THE PROBLEM » Given the records below, would you repeat exactly the lines that begin at the one containing "Target: woman wearing black veil" and end at the one containing "Target: small dark object on desk", inclusive?
● ● ● ● ●
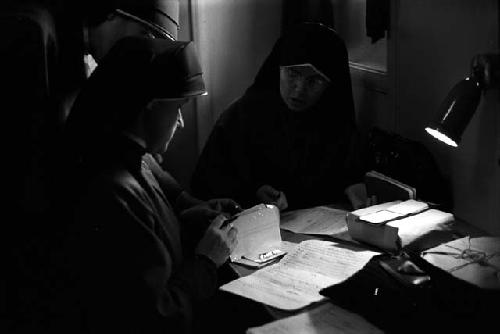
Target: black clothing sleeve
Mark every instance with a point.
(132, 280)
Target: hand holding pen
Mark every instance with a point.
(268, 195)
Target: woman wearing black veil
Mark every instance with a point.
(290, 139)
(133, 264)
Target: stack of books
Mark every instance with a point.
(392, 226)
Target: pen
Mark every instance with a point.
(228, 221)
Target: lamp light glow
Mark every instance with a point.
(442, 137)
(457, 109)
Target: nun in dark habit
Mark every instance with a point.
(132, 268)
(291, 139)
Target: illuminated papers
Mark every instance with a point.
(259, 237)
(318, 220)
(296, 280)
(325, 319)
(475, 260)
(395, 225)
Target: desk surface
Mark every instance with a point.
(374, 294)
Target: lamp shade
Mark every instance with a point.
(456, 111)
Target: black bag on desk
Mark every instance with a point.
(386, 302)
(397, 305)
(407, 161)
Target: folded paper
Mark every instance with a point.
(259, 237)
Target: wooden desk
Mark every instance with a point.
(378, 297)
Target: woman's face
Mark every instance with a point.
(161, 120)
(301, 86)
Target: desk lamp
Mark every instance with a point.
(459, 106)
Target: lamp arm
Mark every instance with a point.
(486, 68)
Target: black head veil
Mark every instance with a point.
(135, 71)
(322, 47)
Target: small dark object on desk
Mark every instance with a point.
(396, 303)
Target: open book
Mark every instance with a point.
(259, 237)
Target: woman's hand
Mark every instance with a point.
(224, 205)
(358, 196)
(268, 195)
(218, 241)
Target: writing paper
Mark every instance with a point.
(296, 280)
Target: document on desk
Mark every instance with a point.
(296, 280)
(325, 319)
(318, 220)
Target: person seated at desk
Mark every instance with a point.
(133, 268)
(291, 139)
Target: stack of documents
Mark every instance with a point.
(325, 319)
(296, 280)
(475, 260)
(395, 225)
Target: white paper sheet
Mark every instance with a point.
● ● ● ● ●
TASK ANSWER »
Target: woman wearing black veil
Mark every instance with a point.
(290, 139)
(133, 264)
Target: stack of books
Mark every instance with a point.
(392, 226)
Target: pen
Mark every instance with a point.
(228, 221)
Target: lamp light glow
Mark every instance with a point.
(442, 137)
(457, 109)
Target: nun in dark habit
Mark every instance with a point.
(132, 268)
(291, 139)
Target: illuminated papers
Mark every instance with a point.
(259, 237)
(318, 220)
(296, 280)
(325, 319)
(475, 260)
(395, 225)
Target: desk surface
Mark every instance with a point.
(374, 294)
Target: lamp shade
Mark every instance with a point.
(456, 111)
Target: black bag on desk
Mark every instance with a point.
(386, 302)
(397, 305)
(407, 161)
Target: folded paper
Mark every instance with a point.
(259, 237)
Target: wooden desk
Mark every instance with a point.
(378, 297)
Target: woman's face
Mark every instance with a point.
(161, 120)
(301, 86)
Target: desk lamp
Mark every instance with a point.
(459, 106)
Target: lamp arm
Mark every instance with a point.
(486, 68)
Target: black head veil
Mark every instance with a point.
(135, 71)
(322, 47)
Target: small dark object on desk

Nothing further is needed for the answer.